(Beginning of Information shown)
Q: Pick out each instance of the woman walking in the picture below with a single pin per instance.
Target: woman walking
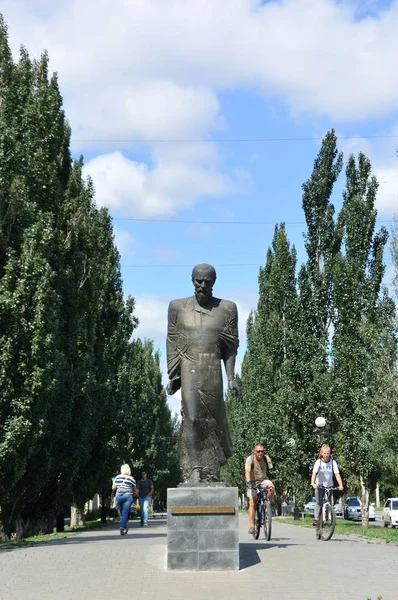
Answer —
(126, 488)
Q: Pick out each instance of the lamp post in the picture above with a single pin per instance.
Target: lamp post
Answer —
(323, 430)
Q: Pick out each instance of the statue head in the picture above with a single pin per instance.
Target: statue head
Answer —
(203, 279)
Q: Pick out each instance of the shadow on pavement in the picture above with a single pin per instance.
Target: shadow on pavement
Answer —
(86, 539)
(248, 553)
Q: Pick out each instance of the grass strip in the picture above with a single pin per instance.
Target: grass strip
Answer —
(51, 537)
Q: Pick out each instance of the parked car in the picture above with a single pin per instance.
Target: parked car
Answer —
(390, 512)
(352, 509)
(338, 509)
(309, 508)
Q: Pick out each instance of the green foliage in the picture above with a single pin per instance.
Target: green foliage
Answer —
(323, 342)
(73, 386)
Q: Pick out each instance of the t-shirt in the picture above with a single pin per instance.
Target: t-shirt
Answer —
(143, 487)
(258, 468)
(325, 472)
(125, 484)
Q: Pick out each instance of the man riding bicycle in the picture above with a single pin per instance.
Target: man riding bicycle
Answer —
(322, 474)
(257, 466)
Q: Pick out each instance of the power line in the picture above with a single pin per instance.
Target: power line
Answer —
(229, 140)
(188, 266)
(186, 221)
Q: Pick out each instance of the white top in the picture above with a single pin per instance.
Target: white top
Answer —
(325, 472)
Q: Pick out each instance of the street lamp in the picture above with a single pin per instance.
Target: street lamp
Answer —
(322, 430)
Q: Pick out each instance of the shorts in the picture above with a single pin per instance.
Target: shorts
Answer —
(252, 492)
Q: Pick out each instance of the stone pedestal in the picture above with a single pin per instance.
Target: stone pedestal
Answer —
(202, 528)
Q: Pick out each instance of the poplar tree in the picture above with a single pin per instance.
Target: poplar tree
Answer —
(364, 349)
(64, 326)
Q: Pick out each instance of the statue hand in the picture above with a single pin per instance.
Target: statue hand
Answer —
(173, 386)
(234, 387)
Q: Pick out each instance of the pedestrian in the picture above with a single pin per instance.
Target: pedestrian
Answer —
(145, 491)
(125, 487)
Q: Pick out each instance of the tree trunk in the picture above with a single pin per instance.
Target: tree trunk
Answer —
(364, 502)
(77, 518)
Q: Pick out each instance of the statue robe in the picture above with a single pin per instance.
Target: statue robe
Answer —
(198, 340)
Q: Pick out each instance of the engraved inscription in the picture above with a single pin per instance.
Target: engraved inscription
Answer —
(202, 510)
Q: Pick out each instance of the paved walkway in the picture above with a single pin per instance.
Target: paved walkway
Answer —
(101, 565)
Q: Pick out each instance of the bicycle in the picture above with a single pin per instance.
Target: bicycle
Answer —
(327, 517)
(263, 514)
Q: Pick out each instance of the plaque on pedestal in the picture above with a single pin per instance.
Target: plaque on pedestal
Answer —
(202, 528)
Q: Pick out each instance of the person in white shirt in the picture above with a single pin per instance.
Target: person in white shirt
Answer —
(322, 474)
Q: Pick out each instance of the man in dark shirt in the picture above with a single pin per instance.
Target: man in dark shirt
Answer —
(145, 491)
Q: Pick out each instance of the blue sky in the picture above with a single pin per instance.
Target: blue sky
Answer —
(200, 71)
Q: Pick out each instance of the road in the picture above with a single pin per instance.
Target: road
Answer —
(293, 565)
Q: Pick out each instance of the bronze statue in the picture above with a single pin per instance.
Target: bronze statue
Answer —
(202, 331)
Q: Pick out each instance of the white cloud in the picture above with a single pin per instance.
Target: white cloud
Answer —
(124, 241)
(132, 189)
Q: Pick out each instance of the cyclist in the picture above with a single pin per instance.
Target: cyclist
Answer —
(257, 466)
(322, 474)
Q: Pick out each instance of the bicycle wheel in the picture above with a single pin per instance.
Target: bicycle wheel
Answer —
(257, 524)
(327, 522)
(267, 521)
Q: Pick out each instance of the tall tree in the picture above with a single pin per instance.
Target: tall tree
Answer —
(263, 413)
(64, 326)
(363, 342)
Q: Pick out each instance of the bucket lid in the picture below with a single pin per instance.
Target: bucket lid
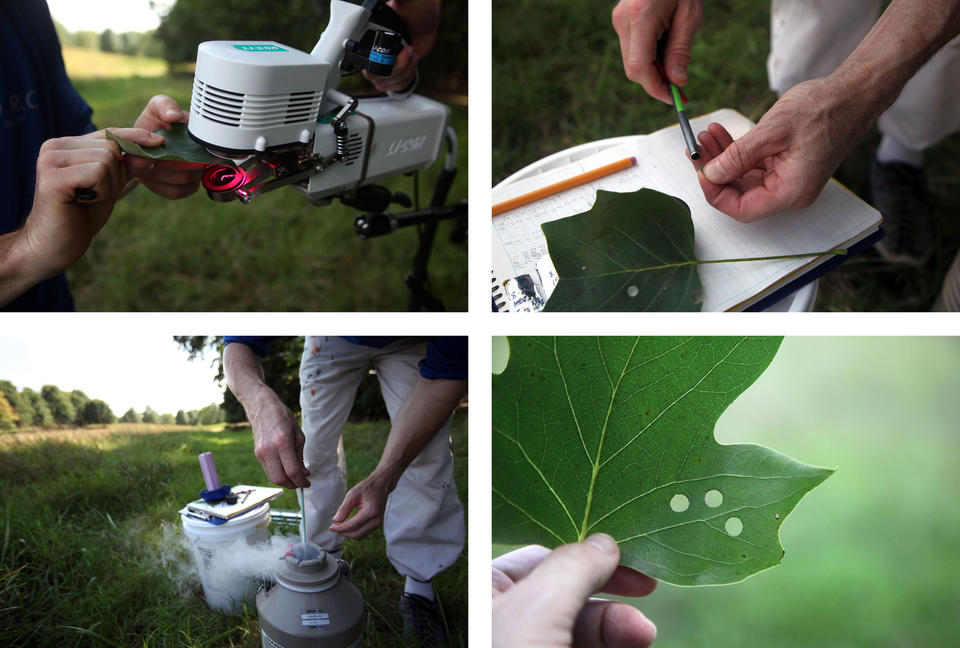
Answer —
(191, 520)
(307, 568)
(End of Information shown)
Starting from the first line of the entries above, print each line exactly until the line containing "Q: Pick out each instance of the grass" has been printed, and skip the pictures.

* _Answer to this problem_:
Q: Pick out each instance of the woman walking in the picture below with a single pin per instance.
Target: woman walking
Answer —
(126, 488)
Q: Pick out each instance of the lamp post in the picture above with a single pin per instance.
Target: lamp post
Answer —
(323, 430)
Q: Pick out each instance of the statue head in the picture above with a single pin per instance.
Target: statue head
Answer —
(203, 279)
Q: Pick out each instance of the shadow on pavement in the picture above with a single pin per instance.
Target: shadow on pavement
Answer —
(86, 539)
(248, 553)
Q: Pick out each instance of the grass strip in the picture above with a single pin per instance.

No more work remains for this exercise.